TESTO DI LETTURA ->
Se si passa davanti a qualche altare dove si è fatta la consecrazione, s'inginocchi con un ginocchio, si scopra la testa, adori colla testa profondamente piegata, si cuopra, e poi si alzi. È probabile ancora che possa inginocchiarsi senza scoprirsi la testa, poiché allora il sagramento, essendo nascosto nell'altare, può considerarsi come nascosto nel tabernacolo; e così si pratica in Roma, come attesta Merati.

 

Passando avanti dell'altare maggiore, se vi è il sagramento, genuflette con un solo ginocchio senza cavarsi berretta. Se v'è la croce si fa l'inchino profondo; e lo stesso si fa se vi è esposta qualche reliquia insigne di santo di cui si fa la festa o che sta in grande onore. Se poi le reliquie stessero nel medesimo altare dove sta il ss. sagramento, basterà farsi la genuflessione con un ginocchio senza cavarsi la berretta.

 

Se il sacerdote passa pel coro, e si dicesse il Gloria Patri o altro versetto dove si deve piegar la testa, si fermi e riverentemente s'inclini. Se vi è il clero dee salutarlo col capo coperto da una parte e dall'altra.

VOCI FORNITE ->
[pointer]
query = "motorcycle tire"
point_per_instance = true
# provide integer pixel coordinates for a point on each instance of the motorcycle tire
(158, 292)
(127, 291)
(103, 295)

ESERCIZIO 1 -> Riporta identiche, una per una, tutte le righe del blocco che contiene query = "motorcycle tire".
ESERCIZIO 2 -> Prosegui il testo sulle riverenze del sacerdote davanti all'altare e nel coro, ripartendo dopo l'ultima frase riportata.
Il testo e le righe provengono da fonti diverse.

RISULTATO ATTESO 1 ->
[pointer]
query = "motorcycle tire"
point_per_instance = true
# provide integer pixel coordinates for a point on each instance of the motorcycle tire
(158, 292)
(127, 291)
(103, 295)

RISULTATO ATTESO 2 ->
Se s'incontra con un altro sacerdote che ritorna dal celebrare, ceda il luogo della destra a colui, e lo saluti col capo coperto, senza però fermarsi.

 

Se passa davanti a qualche cardinale, o all'arcivescovo della provincia, o al vescovo diocesano, o legato apostolico, re o magnate, anche coperto faccia loro un inchino mediocre.

 

In fine si avverta che se il sacerdote non portasse il calice nelle mani, dee andare colle mani giunte avanti il petto, ed allora tutte queste riverenze le faccia col capo scoperto.

 

Giunto all'altare si ferma nel piano avanti il primo gradino di basso. Si scopre, dando la berretta al serviente. Se mai tenesse ancora il berrettino, deve pure qui levarselo, quando non ne avesse il permesso con dispensa della sede apostolica di tenerselo nella messa; nel quale caso può tenerselo sino al canone, e non può ripigliarlo se non dopo la comunione. E si noti che niuno ancorché vescovo, può tenere il berrettino nella messa senza licenza apostolica, come da più decreti appresso Gavanti1, e dal decreto approvato da Urbano VIII apposto nel principio del messale.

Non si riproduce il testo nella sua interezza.